• **Work to be completed**
Copy out the records from the line that contains "Question. Provide a point on each instance of the interior" through the line that contains "x=689, y=304", both included, with the requests kept in place and every point coordinate shifted by adding 31 to each of its numbers. Leave the numbers in the requests and their format samples unchanged, and give no lines outside that range.

• **Source data**
● ● ●

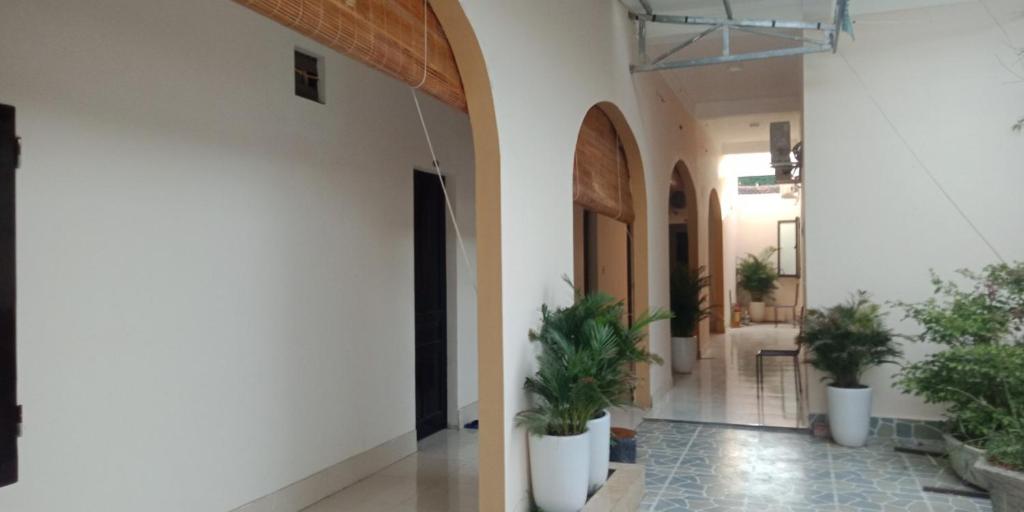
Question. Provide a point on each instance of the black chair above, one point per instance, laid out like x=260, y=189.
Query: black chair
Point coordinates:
x=778, y=352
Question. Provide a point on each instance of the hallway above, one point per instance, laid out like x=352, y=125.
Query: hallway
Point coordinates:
x=723, y=386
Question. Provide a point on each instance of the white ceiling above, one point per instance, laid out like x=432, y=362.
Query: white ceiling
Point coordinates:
x=732, y=96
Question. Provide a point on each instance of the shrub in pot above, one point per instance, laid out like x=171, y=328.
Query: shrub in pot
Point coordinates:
x=963, y=378
x=1004, y=468
x=689, y=306
x=757, y=274
x=979, y=322
x=594, y=326
x=844, y=341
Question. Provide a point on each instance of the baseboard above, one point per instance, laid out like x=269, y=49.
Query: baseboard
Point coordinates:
x=310, y=489
x=468, y=414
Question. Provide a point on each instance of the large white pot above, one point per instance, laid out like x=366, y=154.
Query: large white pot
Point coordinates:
x=559, y=469
x=850, y=415
x=684, y=354
x=599, y=430
x=757, y=311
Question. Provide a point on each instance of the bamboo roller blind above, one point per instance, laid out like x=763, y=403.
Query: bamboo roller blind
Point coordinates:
x=600, y=174
x=384, y=34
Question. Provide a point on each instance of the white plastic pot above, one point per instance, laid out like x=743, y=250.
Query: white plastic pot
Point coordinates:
x=850, y=415
x=599, y=430
x=559, y=470
x=757, y=311
x=684, y=354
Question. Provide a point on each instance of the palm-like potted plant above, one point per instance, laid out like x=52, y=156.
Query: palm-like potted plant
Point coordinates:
x=689, y=306
x=588, y=343
x=980, y=323
x=758, y=276
x=844, y=341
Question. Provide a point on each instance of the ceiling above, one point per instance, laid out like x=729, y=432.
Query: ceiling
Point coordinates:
x=728, y=97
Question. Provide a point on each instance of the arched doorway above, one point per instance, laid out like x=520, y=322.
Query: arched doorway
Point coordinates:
x=683, y=219
x=716, y=264
x=476, y=83
x=610, y=217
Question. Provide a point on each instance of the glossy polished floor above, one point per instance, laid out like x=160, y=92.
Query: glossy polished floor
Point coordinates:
x=723, y=386
x=440, y=477
x=691, y=467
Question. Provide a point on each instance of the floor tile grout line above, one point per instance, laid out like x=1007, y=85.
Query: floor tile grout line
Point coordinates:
x=832, y=476
x=676, y=468
x=916, y=479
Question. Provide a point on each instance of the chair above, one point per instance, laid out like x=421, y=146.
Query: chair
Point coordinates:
x=780, y=352
x=791, y=307
x=794, y=353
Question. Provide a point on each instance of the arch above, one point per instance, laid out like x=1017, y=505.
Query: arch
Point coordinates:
x=638, y=297
x=716, y=263
x=682, y=181
x=479, y=99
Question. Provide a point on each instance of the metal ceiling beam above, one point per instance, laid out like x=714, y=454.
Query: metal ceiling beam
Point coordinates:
x=684, y=44
x=735, y=57
x=754, y=24
x=780, y=35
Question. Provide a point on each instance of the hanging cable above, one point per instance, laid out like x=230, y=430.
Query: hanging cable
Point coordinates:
x=433, y=156
x=921, y=163
x=448, y=201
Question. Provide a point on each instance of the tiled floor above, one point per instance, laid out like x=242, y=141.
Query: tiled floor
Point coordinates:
x=701, y=467
x=440, y=477
x=723, y=388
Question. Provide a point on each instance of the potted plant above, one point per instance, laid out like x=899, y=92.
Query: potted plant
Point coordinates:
x=844, y=341
x=565, y=398
x=1004, y=467
x=979, y=324
x=592, y=330
x=689, y=307
x=757, y=274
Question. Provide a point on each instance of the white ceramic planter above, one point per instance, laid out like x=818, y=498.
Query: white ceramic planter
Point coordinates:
x=850, y=415
x=684, y=354
x=757, y=311
x=559, y=470
x=599, y=430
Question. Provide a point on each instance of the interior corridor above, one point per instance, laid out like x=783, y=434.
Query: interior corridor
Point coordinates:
x=723, y=386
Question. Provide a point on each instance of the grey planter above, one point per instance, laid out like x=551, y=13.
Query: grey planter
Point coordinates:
x=963, y=458
x=1006, y=486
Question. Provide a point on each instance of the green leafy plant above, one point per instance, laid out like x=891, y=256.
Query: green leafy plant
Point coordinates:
x=981, y=322
x=847, y=339
x=988, y=309
x=757, y=274
x=976, y=382
x=585, y=363
x=689, y=304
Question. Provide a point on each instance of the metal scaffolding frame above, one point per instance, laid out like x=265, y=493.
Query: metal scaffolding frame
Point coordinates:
x=826, y=41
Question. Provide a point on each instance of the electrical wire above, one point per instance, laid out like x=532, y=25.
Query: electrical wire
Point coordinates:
x=921, y=163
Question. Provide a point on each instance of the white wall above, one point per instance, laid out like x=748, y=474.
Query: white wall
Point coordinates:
x=214, y=275
x=875, y=220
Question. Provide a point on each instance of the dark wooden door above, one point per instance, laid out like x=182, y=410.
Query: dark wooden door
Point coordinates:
x=431, y=306
x=9, y=411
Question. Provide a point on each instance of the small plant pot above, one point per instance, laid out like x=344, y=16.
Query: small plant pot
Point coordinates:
x=559, y=470
x=850, y=415
x=684, y=354
x=757, y=311
x=624, y=449
x=599, y=430
x=1005, y=485
x=964, y=459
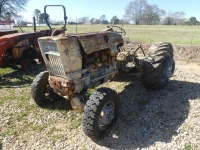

● ● ●

• **Result for this exercise**
Question. Provide a point on each instance of the interior corridor above, one point per instance, laid out like x=783, y=434.
Query: interior corridor
Point coordinates:
x=754, y=417
Question. Provide a point on each instance of the grey planter above, one point per instance, laid out like x=551, y=13.
Query: grey planter
Point coordinates:
x=994, y=489
x=1037, y=517
Question. Provide a point on each instance of the green leafy plant above, one point per instance, laid out like x=891, y=256.
Query: green leafy plant
Point coordinates:
x=1012, y=353
x=878, y=370
x=1019, y=340
x=788, y=305
x=1007, y=413
x=616, y=394
x=720, y=335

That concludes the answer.